### Work instruction
Return each line of the records holding the string "pixel".

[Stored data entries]
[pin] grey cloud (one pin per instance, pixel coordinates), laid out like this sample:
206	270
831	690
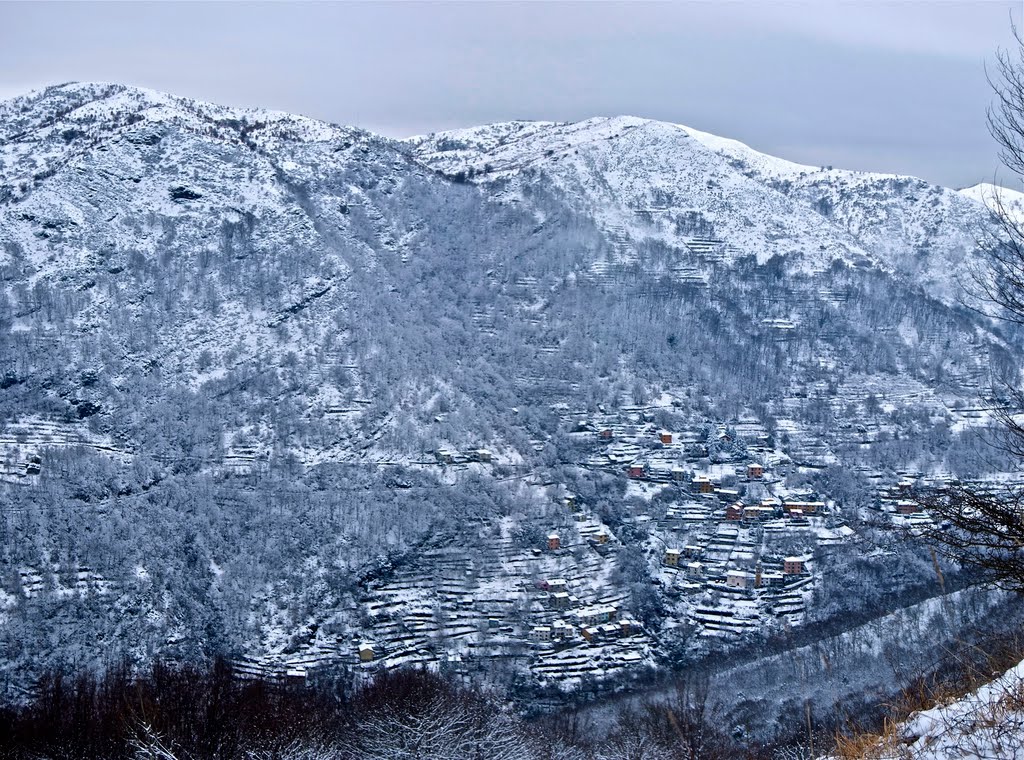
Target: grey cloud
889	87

==

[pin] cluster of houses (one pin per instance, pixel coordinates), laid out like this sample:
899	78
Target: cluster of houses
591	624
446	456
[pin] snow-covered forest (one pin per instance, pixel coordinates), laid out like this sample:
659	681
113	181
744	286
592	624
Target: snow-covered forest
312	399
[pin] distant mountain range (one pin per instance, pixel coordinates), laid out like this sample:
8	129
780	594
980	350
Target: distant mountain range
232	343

* * *

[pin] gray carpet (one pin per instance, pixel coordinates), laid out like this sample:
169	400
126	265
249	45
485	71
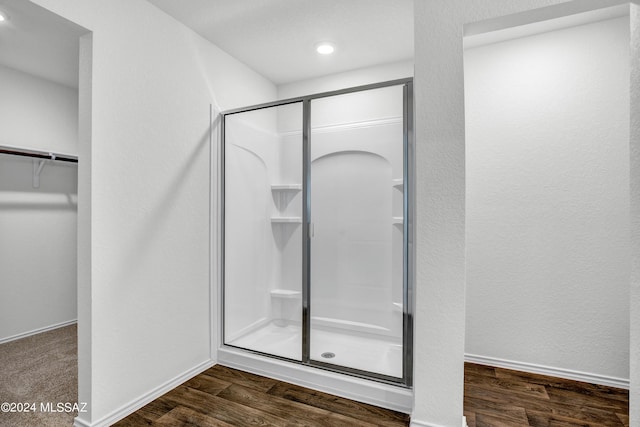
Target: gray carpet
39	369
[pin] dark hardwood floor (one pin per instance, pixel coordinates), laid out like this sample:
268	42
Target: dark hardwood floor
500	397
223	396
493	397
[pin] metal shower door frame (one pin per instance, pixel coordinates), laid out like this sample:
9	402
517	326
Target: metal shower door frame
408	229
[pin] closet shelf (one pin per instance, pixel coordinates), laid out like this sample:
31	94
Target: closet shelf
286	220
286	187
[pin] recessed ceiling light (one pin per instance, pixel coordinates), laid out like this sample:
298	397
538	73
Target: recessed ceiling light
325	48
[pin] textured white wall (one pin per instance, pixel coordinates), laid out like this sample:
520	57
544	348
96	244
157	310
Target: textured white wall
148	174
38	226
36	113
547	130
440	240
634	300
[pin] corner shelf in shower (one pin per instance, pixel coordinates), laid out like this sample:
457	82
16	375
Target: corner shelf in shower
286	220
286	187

### Solution to the problem
[pin] grey cloud (one pin per instance, pixel coordinates), laid out like this sample:
[pin] cluster of houses (one pin per instance, pixel coordinates), laid out like this sample:
[pin] snow-covered forest (one pin per instance, pixel coordinates), laid out like this sample:
[pin] distant mountain range (one pin per instance, pixel coordinates), laid out like this sample:
[pin] gray carpet (one pin per instance, pixel coordinates), laid out like this sample:
[pin] dark hardwood floor (one pin per instance, pixel coordinates), laid out like this sample:
[pin] metal shower door frame (one pin per instance, pixel coordinates), laid out like this sample:
[pin] closet shelf (one pin per instance, pixel coordinates), laid out like this sample:
[pin] recessed ceiling light (one pin per instance, pixel coordinates), laid out like this sample:
[pin] textured white wall (one pin per instance, pixel coordinates), laid out like this sample:
[pin] corner shelf in shower (one pin per instance, pixel coordinates), laid out like this sample:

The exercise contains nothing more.